WHAT YOU NEED TO DO:
Below are records to repeat exactly. Omit the pictures from the copy.

★ ★ ★ ★ ★ ★ ★

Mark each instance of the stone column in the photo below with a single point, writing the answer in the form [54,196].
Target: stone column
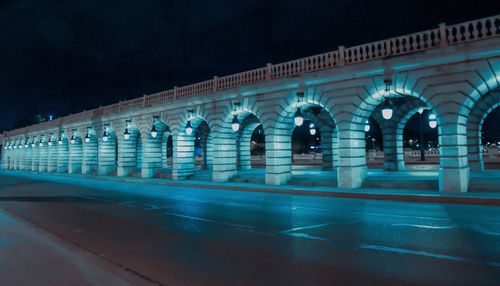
[36,157]
[75,156]
[183,161]
[127,154]
[62,156]
[151,156]
[90,152]
[351,172]
[107,155]
[52,157]
[44,157]
[278,156]
[224,150]
[454,168]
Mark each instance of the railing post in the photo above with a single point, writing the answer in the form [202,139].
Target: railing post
[216,83]
[269,75]
[341,56]
[443,40]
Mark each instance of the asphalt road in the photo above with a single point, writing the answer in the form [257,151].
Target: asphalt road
[186,236]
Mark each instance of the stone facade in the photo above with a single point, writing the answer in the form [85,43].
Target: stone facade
[454,76]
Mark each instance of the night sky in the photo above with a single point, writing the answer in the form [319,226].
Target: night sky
[61,57]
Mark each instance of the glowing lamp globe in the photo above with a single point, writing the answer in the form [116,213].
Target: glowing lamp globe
[312,129]
[367,126]
[154,132]
[235,124]
[126,135]
[298,118]
[432,120]
[189,128]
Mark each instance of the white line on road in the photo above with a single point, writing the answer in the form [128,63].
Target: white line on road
[424,253]
[209,220]
[482,230]
[425,226]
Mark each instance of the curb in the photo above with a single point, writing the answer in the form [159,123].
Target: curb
[338,193]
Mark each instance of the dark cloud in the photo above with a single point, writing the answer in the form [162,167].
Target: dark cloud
[61,57]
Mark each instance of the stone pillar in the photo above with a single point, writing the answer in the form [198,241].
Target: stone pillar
[151,156]
[454,168]
[393,148]
[351,172]
[326,147]
[28,157]
[75,156]
[127,154]
[224,150]
[183,161]
[475,154]
[90,160]
[36,158]
[107,155]
[278,156]
[164,148]
[44,157]
[52,157]
[62,156]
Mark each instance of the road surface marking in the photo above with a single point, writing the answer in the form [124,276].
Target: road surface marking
[210,221]
[318,225]
[427,254]
[425,226]
[482,230]
[305,227]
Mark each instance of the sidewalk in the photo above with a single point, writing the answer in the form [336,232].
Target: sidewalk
[409,195]
[30,256]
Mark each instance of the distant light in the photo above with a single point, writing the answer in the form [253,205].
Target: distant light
[367,126]
[312,129]
[387,110]
[189,128]
[154,132]
[126,135]
[235,123]
[298,117]
[432,120]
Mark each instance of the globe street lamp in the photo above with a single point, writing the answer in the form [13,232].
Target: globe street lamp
[432,120]
[312,129]
[298,117]
[154,132]
[387,109]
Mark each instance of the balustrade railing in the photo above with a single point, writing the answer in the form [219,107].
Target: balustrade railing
[434,38]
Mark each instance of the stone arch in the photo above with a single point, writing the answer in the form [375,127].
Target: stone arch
[184,145]
[278,135]
[232,148]
[393,129]
[481,110]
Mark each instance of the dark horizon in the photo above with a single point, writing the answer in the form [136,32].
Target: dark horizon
[64,58]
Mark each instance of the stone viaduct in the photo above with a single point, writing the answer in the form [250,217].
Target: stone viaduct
[453,71]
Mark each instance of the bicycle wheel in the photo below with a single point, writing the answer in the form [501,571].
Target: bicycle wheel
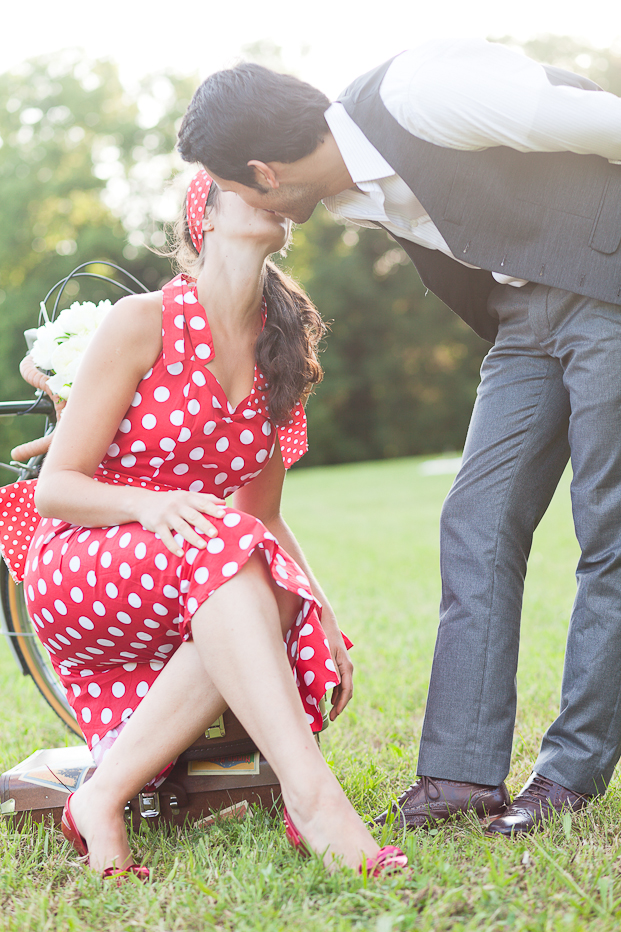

★ ★ ★ ★ ★ ★ ★

ANSWER BOX:
Mark each instance of the stone column in the photo below with a single point, writing the answer in the form [54,196].
Target: stone column
[36,157]
[75,156]
[183,161]
[127,154]
[62,156]
[151,156]
[90,152]
[351,172]
[107,155]
[52,157]
[44,157]
[278,156]
[224,150]
[454,168]
Mark each instance of the railing post in the photo above with a single point, writing the answer in the form [202,139].
Target: railing post
[216,83]
[269,75]
[341,56]
[443,40]
Mark each instance of the asphalt road in the photo above with a single point, writing the answer in the form [257,151].
Target: asphalt road
[186,236]
Mark each instance of the stone facade in the photo above with a single point, writing the answer in the form [85,43].
Target: stone facade
[454,76]
Mark each instance of the night sky in the photo above with a single point, writing the answer in the form [319,226].
Target: night sky
[61,57]
Mark each instance of the glowing lamp globe in the photo above with a single point, writing the answer in the form [116,213].
Target: glowing lamp globe
[312,129]
[367,126]
[154,132]
[235,124]
[126,135]
[298,118]
[432,120]
[189,128]
Mark each instance of the white line on road in the photo above with a single point, writing the answer in the form [128,63].
Target: white line on road
[424,253]
[209,220]
[482,230]
[425,226]
Mark each instance of the curb in the photo above with a single point, writing the answer in the form [159,123].
Target: curb
[338,193]
Mark each instance of the dark cloud in the photo above with a single point, writing the answer in the form [162,167].
Target: dark cloud
[61,57]
Mark each instance of the stone pillar in the photo above with a single point, writing the answer in the form [198,241].
Target: stone pillar
[151,156]
[454,168]
[393,148]
[351,172]
[326,147]
[28,157]
[75,156]
[127,154]
[224,150]
[183,161]
[475,154]
[90,160]
[36,158]
[107,155]
[278,156]
[164,148]
[44,157]
[52,157]
[62,156]
Mark each instance of the road surface marking in the photo above with a single point, writing the answer in the form [124,276].
Target: road surface marking
[210,221]
[318,225]
[427,254]
[425,226]
[482,230]
[305,227]
Mark each instance of the sidewalk in the photo above with a single point, writing the answer in the form [336,232].
Target: sidewalk
[409,195]
[30,256]
Mark each instance of the distant light in the photo above with a single point, writing the answer in the form [253,205].
Target: distant light
[367,126]
[312,129]
[387,110]
[189,128]
[154,132]
[126,135]
[235,123]
[298,117]
[432,120]
Mark each instance of the globe street lamp in the photo above with a single point, writing the answer in the form [13,232].
Target: globe street lamp
[432,120]
[312,129]
[298,117]
[154,132]
[387,109]
Mark each instance of the balustrade railing in the photo above with a single point, writing the answer in the form [219,107].
Target: balustrade railing
[434,38]
Mark each instance of the stone arch in the photo above with a single point, writing the answer in the form [375,127].
Target: stone arch
[184,145]
[278,135]
[232,148]
[393,129]
[481,110]
Mark each instance of the dark horizon in the photo above with a single point, writing the answer in the form [136,32].
Target: dark horizon
[64,58]
Mark each instance of the stone viaduct in the photo above with a single point, writing the answer in the form [250,217].
Target: stone viaduct
[453,71]
Mark each instance of the bicycle wheel in the photo below with a single point, writing the answer in the form [501,571].
Target: bicycle wheel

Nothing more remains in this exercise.